**Stated problem:** Select and copy every line of the material below that contains the word "woman". Case counts.

[Excerpts from a pointing dataset]
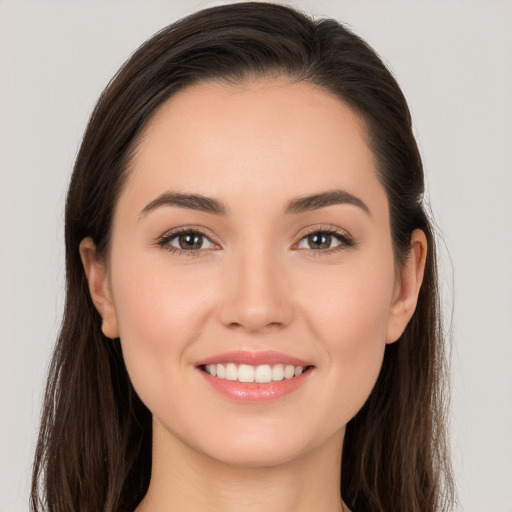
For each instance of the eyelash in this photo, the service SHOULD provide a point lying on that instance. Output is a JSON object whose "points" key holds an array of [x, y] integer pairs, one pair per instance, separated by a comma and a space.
{"points": [[345, 240]]}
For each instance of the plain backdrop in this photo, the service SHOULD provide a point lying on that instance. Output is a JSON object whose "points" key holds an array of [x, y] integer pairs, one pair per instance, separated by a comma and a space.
{"points": [[453, 60]]}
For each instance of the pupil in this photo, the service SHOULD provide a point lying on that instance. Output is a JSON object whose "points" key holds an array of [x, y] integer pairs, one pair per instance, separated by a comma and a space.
{"points": [[320, 241], [190, 241]]}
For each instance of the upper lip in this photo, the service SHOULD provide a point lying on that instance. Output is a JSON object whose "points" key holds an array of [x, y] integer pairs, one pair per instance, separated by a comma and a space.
{"points": [[254, 358]]}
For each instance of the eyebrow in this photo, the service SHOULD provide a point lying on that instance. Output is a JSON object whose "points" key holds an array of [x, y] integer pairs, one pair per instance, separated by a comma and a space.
{"points": [[322, 200], [296, 206]]}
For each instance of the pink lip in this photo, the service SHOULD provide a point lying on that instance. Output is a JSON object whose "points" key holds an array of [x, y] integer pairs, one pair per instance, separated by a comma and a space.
{"points": [[254, 392], [253, 358]]}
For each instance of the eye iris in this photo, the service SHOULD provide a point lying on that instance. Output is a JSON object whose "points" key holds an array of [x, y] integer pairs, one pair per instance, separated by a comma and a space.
{"points": [[319, 241], [190, 241]]}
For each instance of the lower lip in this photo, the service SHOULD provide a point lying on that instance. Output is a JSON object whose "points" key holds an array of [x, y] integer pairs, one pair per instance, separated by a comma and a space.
{"points": [[256, 392]]}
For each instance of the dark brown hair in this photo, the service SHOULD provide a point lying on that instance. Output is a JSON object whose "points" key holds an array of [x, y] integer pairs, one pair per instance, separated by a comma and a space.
{"points": [[94, 447]]}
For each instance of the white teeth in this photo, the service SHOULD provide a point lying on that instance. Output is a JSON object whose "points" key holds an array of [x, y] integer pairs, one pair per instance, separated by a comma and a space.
{"points": [[263, 373], [278, 372], [231, 372], [248, 373]]}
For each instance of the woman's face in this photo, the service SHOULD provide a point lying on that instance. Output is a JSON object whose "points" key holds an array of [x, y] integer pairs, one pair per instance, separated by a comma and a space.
{"points": [[252, 236]]}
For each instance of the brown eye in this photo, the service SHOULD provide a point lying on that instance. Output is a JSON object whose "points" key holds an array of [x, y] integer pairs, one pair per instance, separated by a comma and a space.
{"points": [[187, 241], [320, 241], [324, 241], [190, 241]]}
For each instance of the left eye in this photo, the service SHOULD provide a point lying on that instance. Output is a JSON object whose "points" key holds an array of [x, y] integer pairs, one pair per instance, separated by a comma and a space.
{"points": [[321, 240], [189, 241]]}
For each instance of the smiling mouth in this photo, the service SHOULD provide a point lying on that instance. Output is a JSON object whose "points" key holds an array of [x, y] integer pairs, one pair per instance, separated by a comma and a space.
{"points": [[246, 373]]}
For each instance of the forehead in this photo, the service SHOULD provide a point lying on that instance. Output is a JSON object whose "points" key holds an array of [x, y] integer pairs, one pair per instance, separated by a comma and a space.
{"points": [[263, 139]]}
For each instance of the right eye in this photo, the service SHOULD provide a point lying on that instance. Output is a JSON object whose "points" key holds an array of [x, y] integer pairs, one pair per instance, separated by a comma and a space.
{"points": [[186, 240]]}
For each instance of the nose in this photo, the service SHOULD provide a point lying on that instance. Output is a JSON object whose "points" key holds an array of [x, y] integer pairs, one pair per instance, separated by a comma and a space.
{"points": [[257, 296]]}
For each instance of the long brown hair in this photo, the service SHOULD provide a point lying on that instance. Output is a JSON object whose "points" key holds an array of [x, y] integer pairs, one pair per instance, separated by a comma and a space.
{"points": [[94, 447]]}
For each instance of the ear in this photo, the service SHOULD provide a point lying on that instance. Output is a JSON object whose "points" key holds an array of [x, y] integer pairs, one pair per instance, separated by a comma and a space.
{"points": [[407, 287], [99, 287]]}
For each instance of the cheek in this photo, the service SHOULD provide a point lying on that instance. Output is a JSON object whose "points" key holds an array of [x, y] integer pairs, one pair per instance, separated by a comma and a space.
{"points": [[160, 316]]}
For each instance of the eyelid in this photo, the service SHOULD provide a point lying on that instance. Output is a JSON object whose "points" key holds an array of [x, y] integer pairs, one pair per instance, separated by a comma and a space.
{"points": [[164, 239], [345, 238]]}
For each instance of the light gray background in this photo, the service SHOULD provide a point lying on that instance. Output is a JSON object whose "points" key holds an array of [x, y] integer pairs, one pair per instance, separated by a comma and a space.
{"points": [[454, 62]]}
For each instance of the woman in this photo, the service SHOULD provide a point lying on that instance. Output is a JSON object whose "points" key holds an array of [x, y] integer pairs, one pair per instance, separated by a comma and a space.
{"points": [[252, 316]]}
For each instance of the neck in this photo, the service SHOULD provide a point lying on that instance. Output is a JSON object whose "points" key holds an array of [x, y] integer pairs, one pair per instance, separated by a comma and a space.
{"points": [[184, 480]]}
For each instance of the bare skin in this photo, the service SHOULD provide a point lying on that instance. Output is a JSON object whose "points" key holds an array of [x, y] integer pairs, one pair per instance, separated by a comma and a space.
{"points": [[316, 283]]}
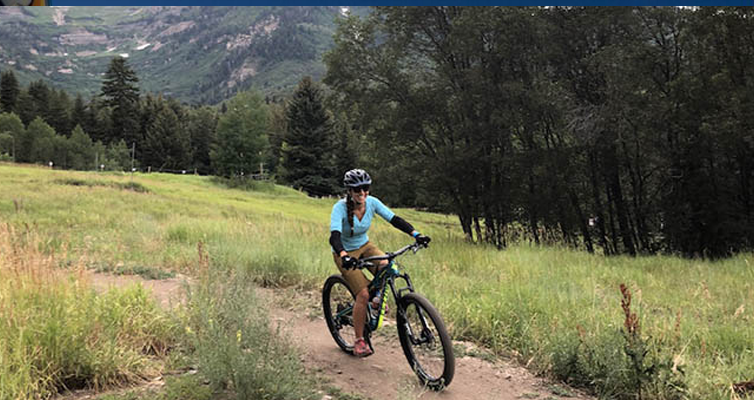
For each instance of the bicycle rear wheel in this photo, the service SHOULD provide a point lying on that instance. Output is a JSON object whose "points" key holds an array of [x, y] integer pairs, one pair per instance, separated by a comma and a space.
{"points": [[337, 303], [425, 341]]}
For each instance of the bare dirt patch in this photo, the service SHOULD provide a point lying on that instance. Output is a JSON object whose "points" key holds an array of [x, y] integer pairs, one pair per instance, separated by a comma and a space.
{"points": [[385, 374]]}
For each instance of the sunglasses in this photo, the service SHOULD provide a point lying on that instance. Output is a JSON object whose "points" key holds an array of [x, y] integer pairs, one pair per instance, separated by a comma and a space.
{"points": [[362, 188]]}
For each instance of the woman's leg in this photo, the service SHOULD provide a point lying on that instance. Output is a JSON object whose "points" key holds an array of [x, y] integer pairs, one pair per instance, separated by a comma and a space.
{"points": [[360, 312]]}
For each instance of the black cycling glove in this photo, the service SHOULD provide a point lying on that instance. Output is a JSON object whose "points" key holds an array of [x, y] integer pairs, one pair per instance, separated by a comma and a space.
{"points": [[348, 262], [423, 240]]}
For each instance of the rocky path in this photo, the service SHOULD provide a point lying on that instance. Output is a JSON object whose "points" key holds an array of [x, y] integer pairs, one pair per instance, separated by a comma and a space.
{"points": [[384, 375]]}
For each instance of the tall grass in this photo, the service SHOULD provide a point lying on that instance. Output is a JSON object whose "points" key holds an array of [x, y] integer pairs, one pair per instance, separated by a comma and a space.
{"points": [[56, 334], [556, 310], [233, 342]]}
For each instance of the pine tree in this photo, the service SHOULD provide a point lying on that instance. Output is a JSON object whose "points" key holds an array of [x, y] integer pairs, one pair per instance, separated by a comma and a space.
{"points": [[78, 112], [121, 93], [11, 129], [241, 136], [59, 112], [307, 150], [166, 145], [202, 128], [81, 150], [38, 143], [9, 91]]}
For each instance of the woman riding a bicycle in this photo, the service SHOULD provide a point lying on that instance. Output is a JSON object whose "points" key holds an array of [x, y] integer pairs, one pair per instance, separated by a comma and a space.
{"points": [[350, 220]]}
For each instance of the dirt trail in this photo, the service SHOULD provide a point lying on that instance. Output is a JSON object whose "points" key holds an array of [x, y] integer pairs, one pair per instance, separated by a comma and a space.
{"points": [[385, 374]]}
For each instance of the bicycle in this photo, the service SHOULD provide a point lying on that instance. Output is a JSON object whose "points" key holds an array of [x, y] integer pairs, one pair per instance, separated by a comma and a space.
{"points": [[421, 329]]}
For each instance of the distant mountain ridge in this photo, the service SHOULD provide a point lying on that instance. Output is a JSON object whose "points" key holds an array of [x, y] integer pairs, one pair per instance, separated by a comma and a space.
{"points": [[196, 54]]}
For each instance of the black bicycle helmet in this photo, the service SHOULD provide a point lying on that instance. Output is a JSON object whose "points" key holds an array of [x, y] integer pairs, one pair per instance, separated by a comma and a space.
{"points": [[356, 178]]}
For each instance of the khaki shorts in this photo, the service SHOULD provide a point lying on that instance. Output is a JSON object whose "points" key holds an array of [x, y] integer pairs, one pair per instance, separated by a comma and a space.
{"points": [[355, 277]]}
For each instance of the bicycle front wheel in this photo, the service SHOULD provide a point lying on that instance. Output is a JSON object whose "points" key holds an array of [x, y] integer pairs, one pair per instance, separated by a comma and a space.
{"points": [[425, 341], [337, 303]]}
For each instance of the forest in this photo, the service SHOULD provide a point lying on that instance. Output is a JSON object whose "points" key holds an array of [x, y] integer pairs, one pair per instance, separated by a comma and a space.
{"points": [[621, 130]]}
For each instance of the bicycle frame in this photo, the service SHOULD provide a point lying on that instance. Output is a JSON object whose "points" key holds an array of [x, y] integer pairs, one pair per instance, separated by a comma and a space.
{"points": [[386, 276]]}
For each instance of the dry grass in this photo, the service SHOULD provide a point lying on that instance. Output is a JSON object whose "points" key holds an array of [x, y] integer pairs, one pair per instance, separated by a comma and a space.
{"points": [[57, 334]]}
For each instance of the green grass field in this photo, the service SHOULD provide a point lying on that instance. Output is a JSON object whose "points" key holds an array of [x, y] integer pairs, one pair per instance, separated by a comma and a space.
{"points": [[556, 310]]}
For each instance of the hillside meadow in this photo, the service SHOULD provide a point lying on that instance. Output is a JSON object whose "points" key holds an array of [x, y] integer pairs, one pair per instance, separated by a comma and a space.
{"points": [[557, 311]]}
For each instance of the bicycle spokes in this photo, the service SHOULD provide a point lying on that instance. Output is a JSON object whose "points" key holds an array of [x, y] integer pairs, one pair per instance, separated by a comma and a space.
{"points": [[425, 342]]}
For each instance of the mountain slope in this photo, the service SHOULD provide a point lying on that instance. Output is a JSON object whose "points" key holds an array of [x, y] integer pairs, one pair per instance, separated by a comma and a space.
{"points": [[197, 54]]}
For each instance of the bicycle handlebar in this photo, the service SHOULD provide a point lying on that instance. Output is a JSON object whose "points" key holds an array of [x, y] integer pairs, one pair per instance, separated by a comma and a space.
{"points": [[366, 262]]}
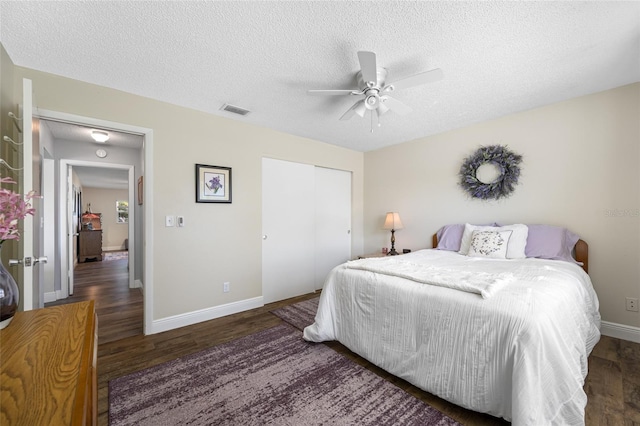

**Problem solution:**
For each instance of the woman's face in this photo, the service SHOULD provide a point lying on that instance. Output is a JSON object whose "points" key holds an array of [x, y] integer pairs, one pair per instance, separated by a comma and a space.
For each instance of the woman in this photo, the service SHOULD provide a point lying on that instance. Output is a JSON object whose "points" key holds an array of [x, y] integer pairs, one pair per instance, separated by a comma and a space.
For each instance of the woman's leg in this photo, the service SHOULD provide a point lying on that instance. Output is a JSON object whose "points" key holds an array of [x, y] integer pairs, one pair per instance, separated by a comma and a space.
For each instance of the woman riding a bicycle in this photo, the service SHOULD provide a point lying on that instance. Output is a JSON object whose "points" key holds an array of [x, y] integer pairs, one pair per instance, separated by a comma and a space.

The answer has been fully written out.